24th Sunday in Ordinary Time – Cycle B

Note: Where a Scripture text is underlined in the body of this discussion, it is recommended that the reader look up and read that passage.

1st Reading - Isaiah 50:4c-9a

Again this week we hear our first reading from the book of the prophet Isaiah; this time from chapter 50 which is in what has been called by some scripture scholars Second or Deutero-Isaiah. The division of Isaiah into two (or three) separate groupings [chapters 1 through 39, and chapters 40 through 66 (or chapters 1 through 39, 40 through 55, and 56 through 66)] is rather recent in terms of history. Until the 18th century it was presumed that Isaiah wrote all 66 chapters. Then, it was proposed that chapters 40 through 66 were written by a different author some 150 years later, during the Babylonian exile, with some scholars maintaining that yet a third author writing chapters 56 through 66. The reasons for separate authorship of chapters 40 through 55 are first of all historical. The addressees seem to be no longer inhabitants of Jerusalem, but exiles in Babylon. Jerusalem, in fact, has been captured and destroyed. Babylon is no longer a friendly ally, for she has destroyed Jerusalem and deported the Israelites. The former prophesies about Jerusalem’s destruction have been carried out and Israel now awaits a new and glorious future.
Among the many finds in the Dead Sea Scrolls was a complete copy of Isaiah (all 66 chapters). There is no indication that anyone at the time of Jesus believed anything other than that the prophet Isaiah wrote all 66 chapters.
Today’s reading comes from the section which has been titled “Hymns to the new Jerusalem” and is called “Israel in Darkness” and is the third song of the suffering servant.

(Data drawn from a collection)
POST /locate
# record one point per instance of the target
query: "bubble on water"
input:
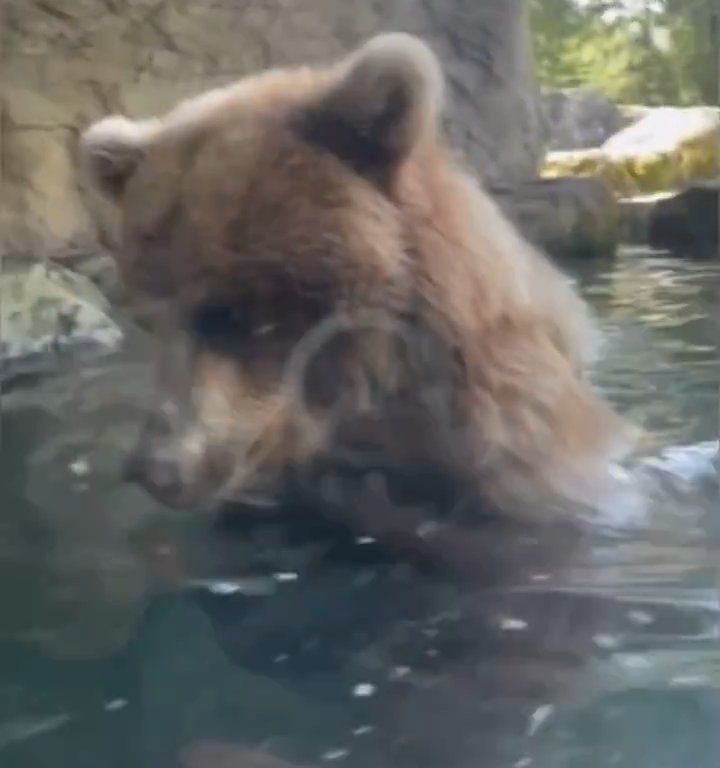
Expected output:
(636, 661)
(642, 618)
(512, 624)
(398, 673)
(363, 690)
(690, 681)
(609, 642)
(539, 717)
(80, 467)
(335, 754)
(427, 529)
(285, 576)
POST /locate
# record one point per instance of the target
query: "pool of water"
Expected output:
(129, 633)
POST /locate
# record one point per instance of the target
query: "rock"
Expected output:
(64, 67)
(688, 219)
(668, 149)
(51, 315)
(586, 162)
(567, 217)
(579, 118)
(635, 216)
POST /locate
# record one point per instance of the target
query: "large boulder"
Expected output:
(579, 118)
(65, 67)
(668, 149)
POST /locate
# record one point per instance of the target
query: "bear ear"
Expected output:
(386, 98)
(111, 149)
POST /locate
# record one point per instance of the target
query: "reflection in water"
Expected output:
(129, 633)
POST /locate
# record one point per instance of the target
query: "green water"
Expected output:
(103, 663)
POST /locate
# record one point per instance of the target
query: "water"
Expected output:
(130, 633)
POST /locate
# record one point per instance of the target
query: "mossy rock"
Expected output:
(666, 150)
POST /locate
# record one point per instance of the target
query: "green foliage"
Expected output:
(665, 52)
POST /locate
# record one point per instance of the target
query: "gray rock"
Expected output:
(50, 316)
(688, 219)
(567, 216)
(579, 118)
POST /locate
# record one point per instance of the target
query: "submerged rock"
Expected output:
(50, 316)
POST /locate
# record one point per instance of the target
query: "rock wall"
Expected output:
(63, 64)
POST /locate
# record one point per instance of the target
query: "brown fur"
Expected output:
(299, 195)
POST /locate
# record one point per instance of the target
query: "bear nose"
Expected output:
(154, 466)
(159, 475)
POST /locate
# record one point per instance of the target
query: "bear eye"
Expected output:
(220, 323)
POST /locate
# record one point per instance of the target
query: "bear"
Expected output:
(333, 293)
(330, 264)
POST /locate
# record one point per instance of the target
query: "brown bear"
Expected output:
(341, 285)
(328, 287)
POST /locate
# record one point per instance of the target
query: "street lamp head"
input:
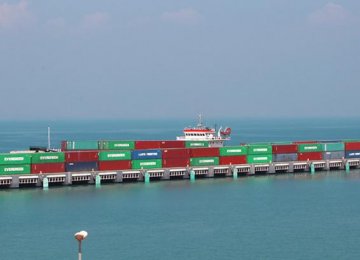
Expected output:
(79, 236)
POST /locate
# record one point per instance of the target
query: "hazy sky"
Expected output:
(167, 58)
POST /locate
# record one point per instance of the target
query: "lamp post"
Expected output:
(80, 236)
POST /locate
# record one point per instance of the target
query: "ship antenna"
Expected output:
(200, 120)
(49, 143)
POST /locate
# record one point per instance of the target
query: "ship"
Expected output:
(201, 152)
(215, 138)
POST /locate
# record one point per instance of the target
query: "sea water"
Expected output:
(290, 216)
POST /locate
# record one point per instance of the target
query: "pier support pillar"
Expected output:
(347, 167)
(312, 168)
(147, 177)
(192, 175)
(45, 183)
(97, 181)
(235, 174)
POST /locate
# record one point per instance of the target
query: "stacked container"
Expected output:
(333, 150)
(117, 145)
(79, 145)
(15, 164)
(176, 157)
(204, 156)
(352, 150)
(114, 160)
(259, 153)
(285, 152)
(146, 159)
(310, 151)
(76, 161)
(47, 162)
(233, 155)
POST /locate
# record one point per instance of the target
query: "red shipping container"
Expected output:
(176, 162)
(176, 153)
(114, 165)
(204, 152)
(227, 160)
(287, 148)
(140, 145)
(47, 168)
(313, 156)
(306, 142)
(63, 145)
(172, 144)
(353, 146)
(81, 156)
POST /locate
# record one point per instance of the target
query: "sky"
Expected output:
(121, 59)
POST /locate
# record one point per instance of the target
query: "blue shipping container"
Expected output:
(285, 157)
(146, 154)
(352, 154)
(81, 166)
(333, 155)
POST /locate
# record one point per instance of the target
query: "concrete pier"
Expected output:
(192, 173)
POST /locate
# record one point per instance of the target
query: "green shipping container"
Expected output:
(334, 147)
(47, 158)
(195, 144)
(82, 145)
(15, 169)
(204, 161)
(117, 145)
(147, 164)
(233, 150)
(114, 155)
(260, 149)
(264, 158)
(310, 148)
(14, 158)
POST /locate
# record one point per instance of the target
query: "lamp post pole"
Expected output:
(80, 236)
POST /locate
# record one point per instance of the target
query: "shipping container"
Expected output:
(147, 164)
(114, 165)
(352, 146)
(285, 157)
(196, 144)
(81, 156)
(255, 149)
(114, 155)
(81, 166)
(176, 162)
(227, 160)
(172, 144)
(116, 145)
(284, 148)
(48, 168)
(47, 158)
(141, 145)
(204, 161)
(176, 153)
(333, 147)
(352, 154)
(310, 147)
(14, 158)
(263, 158)
(82, 145)
(146, 154)
(311, 156)
(15, 169)
(233, 150)
(334, 155)
(204, 152)
(305, 142)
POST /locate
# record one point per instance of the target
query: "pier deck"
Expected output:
(70, 178)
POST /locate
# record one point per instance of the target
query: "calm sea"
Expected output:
(291, 216)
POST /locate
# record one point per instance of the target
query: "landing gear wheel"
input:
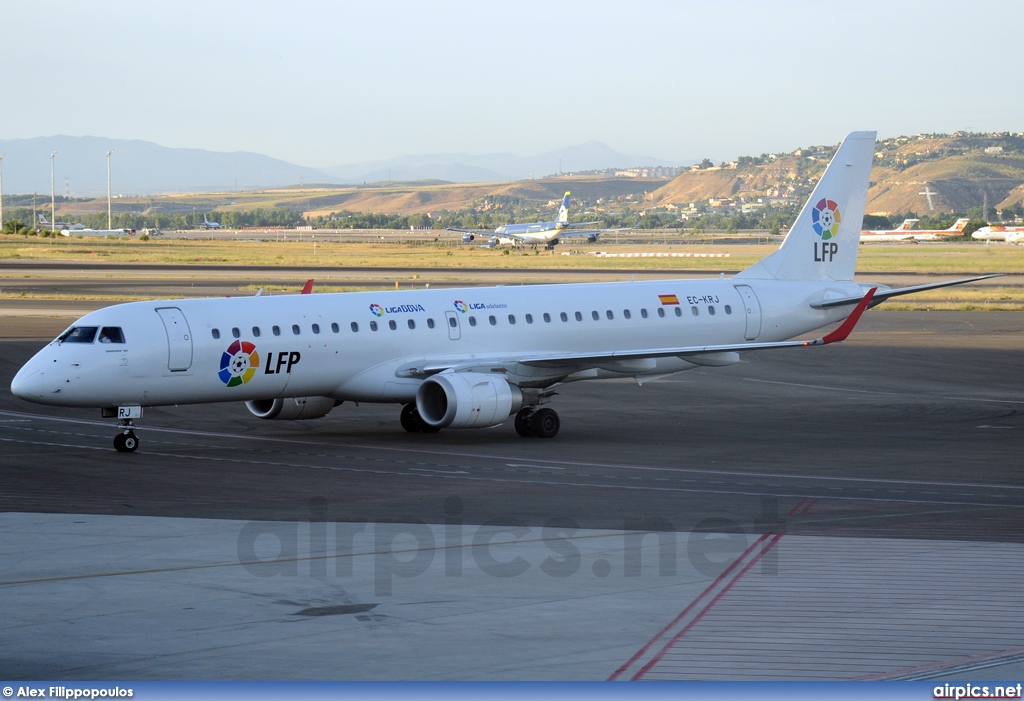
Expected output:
(411, 420)
(126, 442)
(523, 423)
(545, 424)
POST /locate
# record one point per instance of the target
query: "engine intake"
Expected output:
(466, 400)
(292, 408)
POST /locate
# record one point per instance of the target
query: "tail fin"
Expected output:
(822, 244)
(563, 212)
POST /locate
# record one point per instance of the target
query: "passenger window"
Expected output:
(79, 335)
(112, 335)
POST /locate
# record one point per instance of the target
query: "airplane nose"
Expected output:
(28, 384)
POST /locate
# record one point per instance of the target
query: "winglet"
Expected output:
(851, 320)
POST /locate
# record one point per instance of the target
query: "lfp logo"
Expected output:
(825, 219)
(239, 363)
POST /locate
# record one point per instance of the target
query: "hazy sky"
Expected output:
(330, 83)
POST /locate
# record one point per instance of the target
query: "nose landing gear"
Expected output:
(126, 441)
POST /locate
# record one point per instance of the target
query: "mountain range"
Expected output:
(145, 168)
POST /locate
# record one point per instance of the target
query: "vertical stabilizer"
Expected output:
(563, 213)
(822, 244)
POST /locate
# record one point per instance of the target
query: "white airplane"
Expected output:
(1010, 234)
(62, 225)
(547, 232)
(465, 357)
(207, 224)
(906, 232)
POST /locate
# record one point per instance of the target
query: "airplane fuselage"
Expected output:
(377, 347)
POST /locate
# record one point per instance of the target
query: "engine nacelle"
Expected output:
(467, 400)
(292, 408)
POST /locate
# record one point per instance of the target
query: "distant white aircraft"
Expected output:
(1010, 234)
(906, 232)
(547, 232)
(207, 224)
(468, 357)
(64, 225)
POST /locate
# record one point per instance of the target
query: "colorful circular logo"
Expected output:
(239, 363)
(825, 219)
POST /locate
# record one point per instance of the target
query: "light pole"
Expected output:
(53, 202)
(1, 190)
(109, 224)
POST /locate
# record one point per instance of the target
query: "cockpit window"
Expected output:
(79, 335)
(112, 335)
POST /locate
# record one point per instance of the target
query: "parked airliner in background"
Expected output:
(62, 225)
(1010, 234)
(906, 232)
(465, 357)
(207, 224)
(547, 232)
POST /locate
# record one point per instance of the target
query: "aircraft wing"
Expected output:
(701, 354)
(886, 294)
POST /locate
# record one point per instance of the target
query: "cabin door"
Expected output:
(178, 339)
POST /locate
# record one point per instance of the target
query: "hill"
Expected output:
(958, 170)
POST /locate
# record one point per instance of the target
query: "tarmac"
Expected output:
(839, 513)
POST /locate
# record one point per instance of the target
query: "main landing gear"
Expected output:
(126, 441)
(531, 423)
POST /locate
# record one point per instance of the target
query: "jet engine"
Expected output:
(466, 400)
(292, 408)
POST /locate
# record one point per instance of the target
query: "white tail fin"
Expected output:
(563, 213)
(822, 244)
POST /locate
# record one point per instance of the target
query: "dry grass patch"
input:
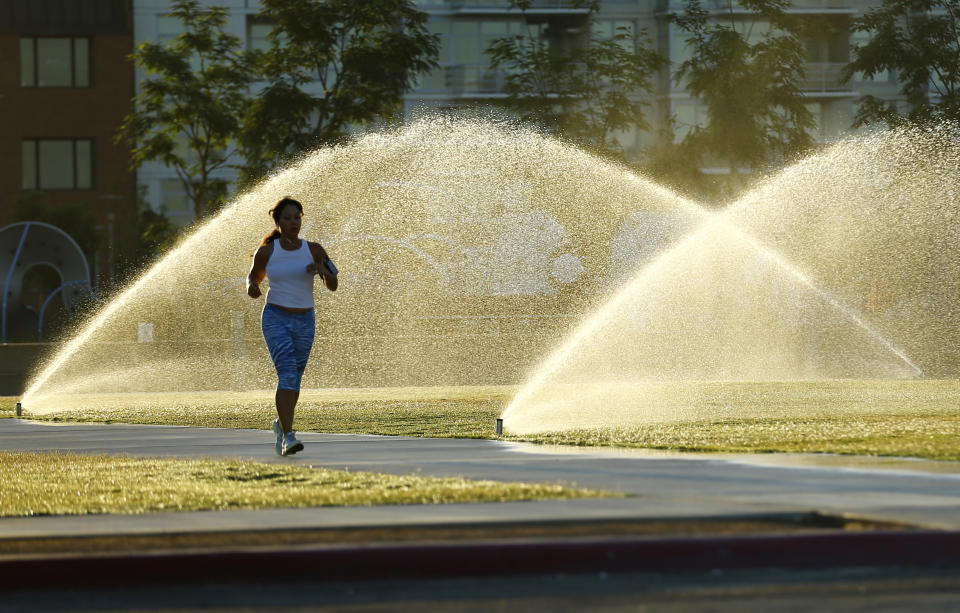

**TASKS TO PERFORM:**
1. In the Isaiah commentary, do these statements agree with the text? (a) Until the 18th century, Isaiah was presumed to have written all 66 chapters. (b) The Dead Sea Scrolls held only chapters 1 through 39 of Isaiah. (c) Today's reading is the second song of the suffering servant. Answer yes or no for each, quoting the deciding words.
2. According to the Isaiah commentary, when were chapters 40 through 66 proposed to have been written?
3. List the chapter groupings in the three-part division of Isaiah given in the Isaiah commentary.

**IN RESPONSE:**
1.
(a) Yes: "Until the 18th century it was presumed that Isaiah wrote all 66 chapters."
(b) No: "Among the many finds in the Dead Sea Scrolls was a complete copy of Isaiah (all 66 chapters)."
(c) No: "is the third song of the suffering servant."

2. Some 150 years later, during the Babylonian exile.

3.
Chapters 1 through 39
Chapters 40 through 55
Chapters 56 through 66